• **RECORD EXCERPTS**:
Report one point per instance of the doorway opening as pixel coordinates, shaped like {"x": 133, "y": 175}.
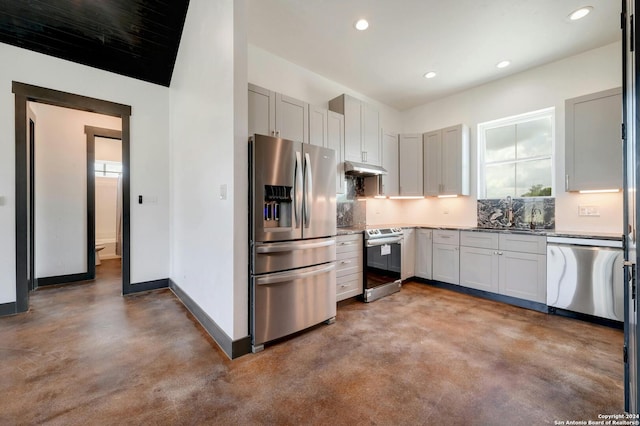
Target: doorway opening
{"x": 25, "y": 185}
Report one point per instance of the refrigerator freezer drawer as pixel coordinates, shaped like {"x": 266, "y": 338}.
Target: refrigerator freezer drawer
{"x": 269, "y": 257}
{"x": 287, "y": 302}
{"x": 585, "y": 279}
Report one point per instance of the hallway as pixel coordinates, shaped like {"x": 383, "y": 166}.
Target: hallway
{"x": 85, "y": 355}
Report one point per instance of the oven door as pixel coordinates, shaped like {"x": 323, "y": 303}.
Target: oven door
{"x": 383, "y": 260}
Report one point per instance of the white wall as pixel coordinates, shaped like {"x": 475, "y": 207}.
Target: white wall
{"x": 543, "y": 87}
{"x": 208, "y": 239}
{"x": 275, "y": 73}
{"x": 61, "y": 188}
{"x": 149, "y": 154}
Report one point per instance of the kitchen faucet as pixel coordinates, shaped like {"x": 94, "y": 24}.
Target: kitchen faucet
{"x": 534, "y": 211}
{"x": 510, "y": 221}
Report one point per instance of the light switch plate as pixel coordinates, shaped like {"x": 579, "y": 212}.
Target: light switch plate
{"x": 588, "y": 210}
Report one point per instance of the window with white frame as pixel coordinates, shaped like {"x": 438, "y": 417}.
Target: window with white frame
{"x": 515, "y": 156}
{"x": 108, "y": 168}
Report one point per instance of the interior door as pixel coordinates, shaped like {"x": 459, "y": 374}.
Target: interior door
{"x": 630, "y": 150}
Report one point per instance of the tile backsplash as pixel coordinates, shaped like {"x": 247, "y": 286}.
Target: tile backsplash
{"x": 530, "y": 212}
{"x": 350, "y": 210}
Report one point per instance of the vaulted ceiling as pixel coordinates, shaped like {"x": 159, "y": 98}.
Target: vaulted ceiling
{"x": 135, "y": 38}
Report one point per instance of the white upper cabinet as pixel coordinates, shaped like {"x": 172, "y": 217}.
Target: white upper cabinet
{"x": 278, "y": 115}
{"x": 593, "y": 143}
{"x": 361, "y": 129}
{"x": 318, "y": 126}
{"x": 446, "y": 161}
{"x": 390, "y": 181}
{"x": 335, "y": 141}
{"x": 411, "y": 159}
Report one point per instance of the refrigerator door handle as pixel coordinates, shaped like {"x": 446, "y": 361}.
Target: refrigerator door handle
{"x": 280, "y": 277}
{"x": 283, "y": 247}
{"x": 308, "y": 189}
{"x": 297, "y": 189}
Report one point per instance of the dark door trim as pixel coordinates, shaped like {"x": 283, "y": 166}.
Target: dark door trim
{"x": 27, "y": 93}
{"x": 93, "y": 132}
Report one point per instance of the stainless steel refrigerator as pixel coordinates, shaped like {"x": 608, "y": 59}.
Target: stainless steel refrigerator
{"x": 292, "y": 238}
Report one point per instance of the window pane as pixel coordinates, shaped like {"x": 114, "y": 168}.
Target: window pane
{"x": 500, "y": 144}
{"x": 534, "y": 138}
{"x": 533, "y": 178}
{"x": 500, "y": 180}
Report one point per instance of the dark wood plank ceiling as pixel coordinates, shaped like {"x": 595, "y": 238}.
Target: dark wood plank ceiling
{"x": 136, "y": 38}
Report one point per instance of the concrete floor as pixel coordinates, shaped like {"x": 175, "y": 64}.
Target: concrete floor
{"x": 85, "y": 355}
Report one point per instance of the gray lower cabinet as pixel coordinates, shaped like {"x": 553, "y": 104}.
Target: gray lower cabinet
{"x": 349, "y": 260}
{"x": 424, "y": 254}
{"x": 446, "y": 256}
{"x": 408, "y": 254}
{"x": 509, "y": 264}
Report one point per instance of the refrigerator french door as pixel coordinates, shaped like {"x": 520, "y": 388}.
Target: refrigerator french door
{"x": 292, "y": 238}
{"x": 631, "y": 96}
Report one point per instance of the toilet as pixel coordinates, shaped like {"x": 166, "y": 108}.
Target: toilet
{"x": 98, "y": 248}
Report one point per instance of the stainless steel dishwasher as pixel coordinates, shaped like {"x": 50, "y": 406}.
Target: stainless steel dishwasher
{"x": 585, "y": 275}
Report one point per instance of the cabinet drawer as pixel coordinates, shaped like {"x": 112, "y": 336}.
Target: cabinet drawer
{"x": 348, "y": 286}
{"x": 487, "y": 240}
{"x": 348, "y": 243}
{"x": 523, "y": 243}
{"x": 442, "y": 236}
{"x": 348, "y": 263}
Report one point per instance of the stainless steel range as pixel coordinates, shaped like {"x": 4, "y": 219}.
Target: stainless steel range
{"x": 382, "y": 261}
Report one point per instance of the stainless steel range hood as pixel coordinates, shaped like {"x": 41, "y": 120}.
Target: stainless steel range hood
{"x": 362, "y": 170}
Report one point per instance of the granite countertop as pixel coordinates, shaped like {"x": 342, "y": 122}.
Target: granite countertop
{"x": 544, "y": 232}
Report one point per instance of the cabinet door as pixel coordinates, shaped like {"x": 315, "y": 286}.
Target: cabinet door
{"x": 593, "y": 145}
{"x": 455, "y": 161}
{"x": 446, "y": 263}
{"x": 371, "y": 135}
{"x": 262, "y": 118}
{"x": 390, "y": 181}
{"x": 523, "y": 275}
{"x": 292, "y": 118}
{"x": 424, "y": 250}
{"x": 335, "y": 141}
{"x": 479, "y": 268}
{"x": 352, "y": 129}
{"x": 408, "y": 254}
{"x": 411, "y": 160}
{"x": 318, "y": 126}
{"x": 432, "y": 151}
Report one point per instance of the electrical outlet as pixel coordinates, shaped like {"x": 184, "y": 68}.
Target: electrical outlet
{"x": 588, "y": 210}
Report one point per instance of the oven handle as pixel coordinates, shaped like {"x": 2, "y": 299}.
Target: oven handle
{"x": 383, "y": 241}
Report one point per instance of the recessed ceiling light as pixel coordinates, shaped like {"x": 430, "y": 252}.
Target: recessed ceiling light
{"x": 361, "y": 24}
{"x": 580, "y": 13}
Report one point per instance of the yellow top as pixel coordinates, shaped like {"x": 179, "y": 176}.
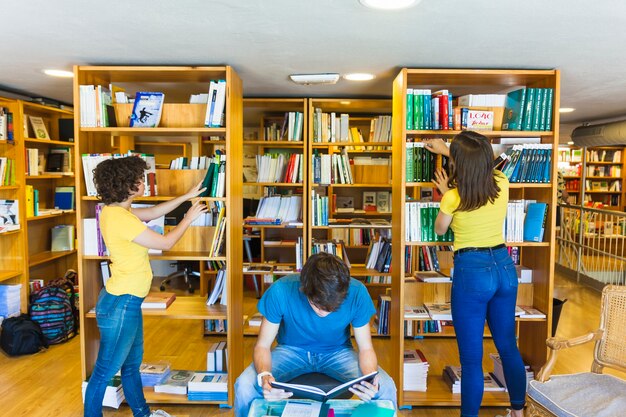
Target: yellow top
{"x": 130, "y": 266}
{"x": 482, "y": 227}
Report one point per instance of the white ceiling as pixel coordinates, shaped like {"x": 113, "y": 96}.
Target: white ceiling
{"x": 265, "y": 41}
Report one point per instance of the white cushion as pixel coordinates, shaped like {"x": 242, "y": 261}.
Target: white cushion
{"x": 581, "y": 395}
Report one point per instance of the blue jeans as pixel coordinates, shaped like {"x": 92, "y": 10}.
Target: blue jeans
{"x": 121, "y": 347}
{"x": 289, "y": 362}
{"x": 484, "y": 287}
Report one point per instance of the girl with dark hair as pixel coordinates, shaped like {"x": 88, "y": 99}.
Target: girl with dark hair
{"x": 484, "y": 286}
{"x": 118, "y": 311}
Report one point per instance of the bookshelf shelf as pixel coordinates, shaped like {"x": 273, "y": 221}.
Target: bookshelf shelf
{"x": 182, "y": 134}
{"x": 48, "y": 142}
{"x": 47, "y": 256}
{"x": 156, "y": 131}
{"x": 7, "y": 275}
{"x": 538, "y": 256}
{"x": 50, "y": 216}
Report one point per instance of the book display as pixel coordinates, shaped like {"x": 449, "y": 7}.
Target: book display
{"x": 413, "y": 122}
{"x": 36, "y": 176}
{"x": 275, "y": 161}
{"x": 349, "y": 186}
{"x": 214, "y": 241}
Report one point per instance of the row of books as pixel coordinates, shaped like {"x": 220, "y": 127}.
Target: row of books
{"x": 278, "y": 210}
{"x": 9, "y": 215}
{"x": 528, "y": 163}
{"x": 421, "y": 164}
{"x": 604, "y": 155}
{"x": 91, "y": 161}
{"x": 420, "y": 223}
{"x": 7, "y": 171}
{"x": 333, "y": 128}
{"x": 280, "y": 167}
{"x": 290, "y": 129}
{"x": 528, "y": 109}
{"x": 6, "y": 125}
{"x": 332, "y": 168}
{"x": 525, "y": 221}
{"x": 358, "y": 237}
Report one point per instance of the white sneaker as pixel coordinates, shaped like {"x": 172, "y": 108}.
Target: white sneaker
{"x": 160, "y": 413}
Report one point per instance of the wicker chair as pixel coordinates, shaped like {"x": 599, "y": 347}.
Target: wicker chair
{"x": 589, "y": 394}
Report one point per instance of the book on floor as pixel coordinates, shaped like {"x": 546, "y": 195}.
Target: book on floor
{"x": 314, "y": 393}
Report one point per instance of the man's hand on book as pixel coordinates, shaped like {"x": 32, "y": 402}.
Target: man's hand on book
{"x": 273, "y": 394}
{"x": 366, "y": 391}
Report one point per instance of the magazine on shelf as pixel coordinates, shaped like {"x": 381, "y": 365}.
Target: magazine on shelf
{"x": 314, "y": 393}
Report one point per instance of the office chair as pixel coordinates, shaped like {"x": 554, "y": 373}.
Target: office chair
{"x": 185, "y": 270}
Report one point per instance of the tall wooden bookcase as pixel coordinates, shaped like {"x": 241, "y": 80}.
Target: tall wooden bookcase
{"x": 441, "y": 351}
{"x": 264, "y": 117}
{"x": 185, "y": 122}
{"x": 374, "y": 179}
{"x": 26, "y": 253}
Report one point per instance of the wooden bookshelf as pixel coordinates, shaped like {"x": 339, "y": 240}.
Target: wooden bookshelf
{"x": 537, "y": 256}
{"x": 182, "y": 125}
{"x": 266, "y": 122}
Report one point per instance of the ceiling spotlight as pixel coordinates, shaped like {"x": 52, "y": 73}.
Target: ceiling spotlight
{"x": 389, "y": 4}
{"x": 307, "y": 79}
{"x": 59, "y": 73}
{"x": 359, "y": 76}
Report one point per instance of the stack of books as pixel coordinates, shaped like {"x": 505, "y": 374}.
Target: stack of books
{"x": 208, "y": 386}
{"x": 10, "y": 300}
{"x": 415, "y": 371}
{"x": 153, "y": 373}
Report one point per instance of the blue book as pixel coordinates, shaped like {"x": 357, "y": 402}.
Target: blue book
{"x": 535, "y": 222}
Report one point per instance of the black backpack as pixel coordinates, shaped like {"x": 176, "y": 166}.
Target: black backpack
{"x": 21, "y": 336}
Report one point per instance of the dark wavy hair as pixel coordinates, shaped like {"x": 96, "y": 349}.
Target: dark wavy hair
{"x": 325, "y": 280}
{"x": 116, "y": 179}
{"x": 472, "y": 170}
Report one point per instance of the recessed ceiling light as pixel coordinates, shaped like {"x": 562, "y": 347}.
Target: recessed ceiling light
{"x": 59, "y": 73}
{"x": 359, "y": 76}
{"x": 389, "y": 4}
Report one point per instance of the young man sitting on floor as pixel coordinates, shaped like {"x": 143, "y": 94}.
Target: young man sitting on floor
{"x": 312, "y": 314}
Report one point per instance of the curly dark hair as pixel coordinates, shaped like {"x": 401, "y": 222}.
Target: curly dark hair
{"x": 325, "y": 280}
{"x": 116, "y": 179}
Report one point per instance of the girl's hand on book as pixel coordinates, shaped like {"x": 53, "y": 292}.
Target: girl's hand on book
{"x": 196, "y": 209}
{"x": 195, "y": 191}
{"x": 366, "y": 391}
{"x": 441, "y": 181}
{"x": 273, "y": 394}
{"x": 437, "y": 146}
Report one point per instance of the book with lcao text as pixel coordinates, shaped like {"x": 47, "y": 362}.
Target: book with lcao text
{"x": 317, "y": 394}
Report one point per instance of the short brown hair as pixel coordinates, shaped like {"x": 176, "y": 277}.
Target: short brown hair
{"x": 116, "y": 179}
{"x": 325, "y": 280}
{"x": 472, "y": 170}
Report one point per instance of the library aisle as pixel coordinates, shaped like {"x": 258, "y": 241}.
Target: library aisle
{"x": 22, "y": 395}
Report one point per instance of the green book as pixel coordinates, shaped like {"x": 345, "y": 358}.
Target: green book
{"x": 514, "y": 109}
{"x": 409, "y": 109}
{"x": 537, "y": 109}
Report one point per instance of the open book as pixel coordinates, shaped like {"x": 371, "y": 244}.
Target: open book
{"x": 314, "y": 393}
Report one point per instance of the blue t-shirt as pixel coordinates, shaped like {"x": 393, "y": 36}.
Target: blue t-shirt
{"x": 283, "y": 303}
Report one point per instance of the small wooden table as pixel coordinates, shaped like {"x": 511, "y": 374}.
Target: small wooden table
{"x": 342, "y": 408}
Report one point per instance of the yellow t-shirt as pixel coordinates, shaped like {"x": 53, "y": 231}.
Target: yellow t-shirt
{"x": 130, "y": 266}
{"x": 481, "y": 227}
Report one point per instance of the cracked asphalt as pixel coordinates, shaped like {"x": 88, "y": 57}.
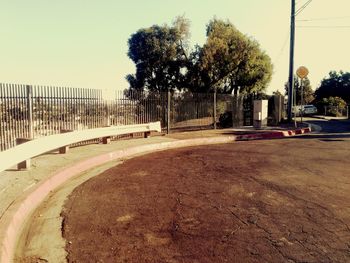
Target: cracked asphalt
{"x": 257, "y": 201}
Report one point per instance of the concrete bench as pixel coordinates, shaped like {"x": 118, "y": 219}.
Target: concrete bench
{"x": 26, "y": 149}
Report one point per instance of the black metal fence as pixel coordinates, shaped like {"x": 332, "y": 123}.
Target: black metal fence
{"x": 34, "y": 111}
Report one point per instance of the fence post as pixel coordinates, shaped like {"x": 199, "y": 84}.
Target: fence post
{"x": 30, "y": 111}
{"x": 168, "y": 111}
{"x": 214, "y": 109}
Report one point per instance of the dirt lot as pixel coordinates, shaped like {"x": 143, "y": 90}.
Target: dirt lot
{"x": 258, "y": 201}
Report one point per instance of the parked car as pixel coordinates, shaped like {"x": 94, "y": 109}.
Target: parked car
{"x": 309, "y": 110}
{"x": 306, "y": 109}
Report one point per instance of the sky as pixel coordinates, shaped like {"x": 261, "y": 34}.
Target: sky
{"x": 83, "y": 43}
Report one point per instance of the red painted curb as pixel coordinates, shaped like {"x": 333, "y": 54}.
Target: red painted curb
{"x": 12, "y": 221}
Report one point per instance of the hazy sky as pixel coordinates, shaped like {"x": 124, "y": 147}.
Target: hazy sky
{"x": 83, "y": 43}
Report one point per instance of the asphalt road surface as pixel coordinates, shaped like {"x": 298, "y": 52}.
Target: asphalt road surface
{"x": 258, "y": 201}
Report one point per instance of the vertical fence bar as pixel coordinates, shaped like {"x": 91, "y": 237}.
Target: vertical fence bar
{"x": 30, "y": 111}
{"x": 168, "y": 111}
{"x": 214, "y": 108}
{"x": 2, "y": 121}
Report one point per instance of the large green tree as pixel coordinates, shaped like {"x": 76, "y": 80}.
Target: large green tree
{"x": 160, "y": 54}
{"x": 308, "y": 93}
{"x": 335, "y": 85}
{"x": 229, "y": 60}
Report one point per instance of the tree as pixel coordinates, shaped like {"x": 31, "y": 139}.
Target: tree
{"x": 230, "y": 61}
{"x": 332, "y": 105}
{"x": 160, "y": 54}
{"x": 308, "y": 93}
{"x": 335, "y": 85}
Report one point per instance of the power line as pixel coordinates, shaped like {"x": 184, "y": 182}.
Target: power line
{"x": 282, "y": 49}
{"x": 324, "y": 26}
{"x": 302, "y": 7}
{"x": 322, "y": 19}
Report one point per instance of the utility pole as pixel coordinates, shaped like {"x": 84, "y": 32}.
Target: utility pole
{"x": 291, "y": 62}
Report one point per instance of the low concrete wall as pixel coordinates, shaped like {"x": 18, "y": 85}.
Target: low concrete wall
{"x": 11, "y": 223}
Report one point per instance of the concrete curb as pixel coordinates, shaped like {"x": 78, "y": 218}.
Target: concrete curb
{"x": 13, "y": 220}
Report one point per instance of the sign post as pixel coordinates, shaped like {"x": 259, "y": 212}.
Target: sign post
{"x": 302, "y": 73}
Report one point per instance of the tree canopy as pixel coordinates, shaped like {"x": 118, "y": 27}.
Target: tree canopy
{"x": 308, "y": 93}
{"x": 335, "y": 85}
{"x": 159, "y": 53}
{"x": 228, "y": 61}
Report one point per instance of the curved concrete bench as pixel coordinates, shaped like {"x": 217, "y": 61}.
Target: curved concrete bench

• **PROBLEM REQUIREMENTS**: Render the part of the entries that opens with the line containing "Report one point per instance of the tree canopy" and runs to the end of the entries as a Markdown table with two columns, Number and Line. Leave out blank lines.

• **CORRECT OUTPUT**:
| Number | Line |
|---|---|
| 1 | Report one point per instance of the tree canopy as pixel coordinates, shaped like {"x": 118, "y": 27}. |
| 2 | Target: tree canopy |
| 3 | {"x": 308, "y": 93} |
| 4 | {"x": 335, "y": 85} |
| 5 | {"x": 159, "y": 53} |
| 6 | {"x": 228, "y": 61} |
| 7 | Report one point per instance of the curved concrete bench as pixel coordinates, shaped like {"x": 217, "y": 61}. |
| 8 | Target: curved concrete bench |